§ **Your objective**
Output the lines below exactly as they appear, beginning with the line that contains "Mark every instance of the bouquet" and ending after the line that contains "x=273, y=250", including both of those lines.

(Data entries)
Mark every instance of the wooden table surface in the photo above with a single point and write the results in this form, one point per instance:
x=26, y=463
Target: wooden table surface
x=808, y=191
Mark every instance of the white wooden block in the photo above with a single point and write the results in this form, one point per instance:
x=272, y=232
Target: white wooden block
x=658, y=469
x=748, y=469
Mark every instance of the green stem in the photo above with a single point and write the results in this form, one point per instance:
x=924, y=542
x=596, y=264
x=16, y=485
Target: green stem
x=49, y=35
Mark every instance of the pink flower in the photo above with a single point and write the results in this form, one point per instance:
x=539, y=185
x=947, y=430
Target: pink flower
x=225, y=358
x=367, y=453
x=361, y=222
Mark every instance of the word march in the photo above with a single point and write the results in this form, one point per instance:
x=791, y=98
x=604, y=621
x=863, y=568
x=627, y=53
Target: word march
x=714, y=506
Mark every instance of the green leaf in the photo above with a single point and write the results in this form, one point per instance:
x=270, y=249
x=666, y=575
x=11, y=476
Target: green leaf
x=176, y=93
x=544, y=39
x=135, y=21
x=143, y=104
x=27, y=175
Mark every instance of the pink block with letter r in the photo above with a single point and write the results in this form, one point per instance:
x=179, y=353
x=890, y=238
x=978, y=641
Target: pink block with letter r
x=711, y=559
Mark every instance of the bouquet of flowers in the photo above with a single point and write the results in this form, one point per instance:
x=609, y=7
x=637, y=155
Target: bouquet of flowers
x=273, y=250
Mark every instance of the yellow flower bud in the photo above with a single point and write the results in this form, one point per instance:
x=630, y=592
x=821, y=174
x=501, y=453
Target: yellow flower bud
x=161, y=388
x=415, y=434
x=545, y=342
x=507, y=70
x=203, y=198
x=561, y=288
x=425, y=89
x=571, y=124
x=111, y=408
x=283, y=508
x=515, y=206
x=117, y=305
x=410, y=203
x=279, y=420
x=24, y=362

§ **Right answer**
Mark every instance of the bouquet of flowers in the photo above with a single point and write the results in this form, one point per instance:
x=609, y=7
x=637, y=155
Target: bouquet of flowers
x=273, y=250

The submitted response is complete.